Move bootmem info registration common API to individual bootmem_info.c
for later patch use. This is just code movement without any functional
change.

Signed-off-by: Muchun Song <songmuchun@bytedance.com>
Acked-by: Mike Kravetz <mike.kravetz@oracle.com>
Reviewed-by: Oscar Salvador <osalvador@suse.de>
---
 arch/x86/mm/init_64.c          |  1 +
 include/linux/bootmem_info.h   | 27 ++++++++++++
 include/linux/memory_hotplug.h | 23 ----------
 mm/Makefile                    |  1 +
 mm/bootmem_info.c              | 99 ++++++++++++++++++++++++++++++++++++++++++
 mm/memory_hotplug.c            | 91 +-------------------------------------
 6 files changed, 129 insertions(+), 113 deletions(-)
 create mode 100644 include/linux/bootmem_info.h
 create mode 100644 mm/bootmem_info.c

diff --git a/arch/x86/mm/init_64.c b/arch/x86/mm/init_64.c
index b5a3fa4033d3..c7f7ad55b625 100644
--- a/arch/x86/mm/init_64.c
+++ b/arch/x86/mm/init_64.c
@@ -33,6 +33,7 @@
 #include <linux/nmi.h>
 #include <linux/gfp.h>
 #include <linux/kcore.h>
+#include <linux/bootmem_info.h>
 
 #include <asm/processor.h>
 #include <asm/bios_ebda.h>
diff --git a/include/linux/bootmem_info.h b/include/linux/bootmem_info.h
new file mode 100644
index 000000000000..65bb9b23140f
--- /dev/null
+++ b/include/linux/bootmem_info.h
@@ -0,0 +1,27 @@
+/* SPDX-License-Identifier: GPL-2.0 */
+#ifndef __LINUX_BOOTMEM_INFO_H
+#define __LINUX_BOOTMEM_INFO_H
+
+#include <linux/mmzone.h>
+
+/*
+ * Types for free bootmem stored in page->lru.next. These have to be in
+ * some random range in unsigned long space for debugging purposes.

> Supplied data
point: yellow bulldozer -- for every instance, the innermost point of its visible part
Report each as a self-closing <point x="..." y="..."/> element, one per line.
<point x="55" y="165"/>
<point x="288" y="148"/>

> Exercise description
Continue the bootmem_info kernel patch from the point where it stops.

> Result of the exercise
+ */
+enum {
+	MEMORY_HOTPLUG_MIN_BOOTMEM_TYPE = 12,
+	SECTION_INFO = MEMORY_HOTPLUG_MIN_BOOTMEM_TYPE,
+	MIX_SECTION_INFO,
+	NODE_INFO,
+	MEMORY_HOTPLUG_MAX_BOOTMEM_TYPE = NODE_INFO,
+};
+
+#ifdef CONFIG_HAVE_BOOTMEM_INFO_NODE
+void __init register_page_bootmem_info_node(struct pglist_data *pgdat);
+#else
+static inline void register_page_bootmem_info_node(struct pglist_data *pgdat)
+{
+}
+#endif
+
+#endif /* __LINUX_BOOTMEM_INFO_H */
diff --git a/include/linux/memory_hotplug.h b/include/linux/memory_hotplug.h
index 51a877fec8da..19e5d067294c 100644
--- a/include/linux/memory_hotplug.h
+++ b/include/linux/memory_hotplug.h
@@ -33,18 +33,6 @@ struct vmem_altmap;
 	___page;						   \
 })
 
-/*
- * Types for free bootmem stored in page->lru.next. These have to be in
- * some random range in unsigned long space for debugging purposes.
- */
-enum {
-	MEMORY_HOTPLUG_MIN_BOOTMEM_TYPE = 12,
-	SECTION_INFO = MEMORY_HOTPLUG_MIN_BOOTMEM_TYPE,
-	MIX_SECTION_INFO,
-	NODE_INFO,
-	MEMORY_HOTPLUG_MAX_BOOTMEM_TYPE = NODE_INFO,
-};
-
 /* Types for control the zone type of onlined and offlined memory */
 enum {
 	/* Offline the memory. */
@@ -209,13 +197,6 @@ static inline void arch_refresh_nodedata(int nid, pg_data_t *pgdat)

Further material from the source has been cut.